**EXERCISE DETAILS**
Could you rewrite every line of the records below, not only the answers, with each x and y coordinate in the answers scaled by 1.7 and rounded to the nearest whole number, halves rounded up? Leave out the pictures.
:: EXTRACTED DATA ::
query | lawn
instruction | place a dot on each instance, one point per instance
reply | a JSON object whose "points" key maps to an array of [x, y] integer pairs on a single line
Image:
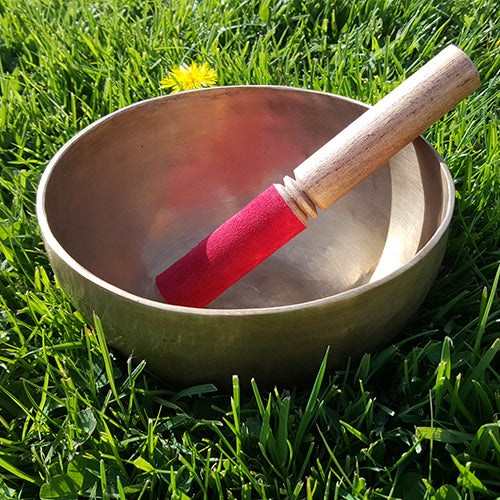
{"points": [[418, 419]]}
:::
**SOLUTION TO THE EXERCISE**
query | lawn
instruction | place a dot on each instance, one point per instance
reply | a JSON object whose "points" key maps to an array of [x, y] integer pairs on a single line
Image:
{"points": [[711, 712]]}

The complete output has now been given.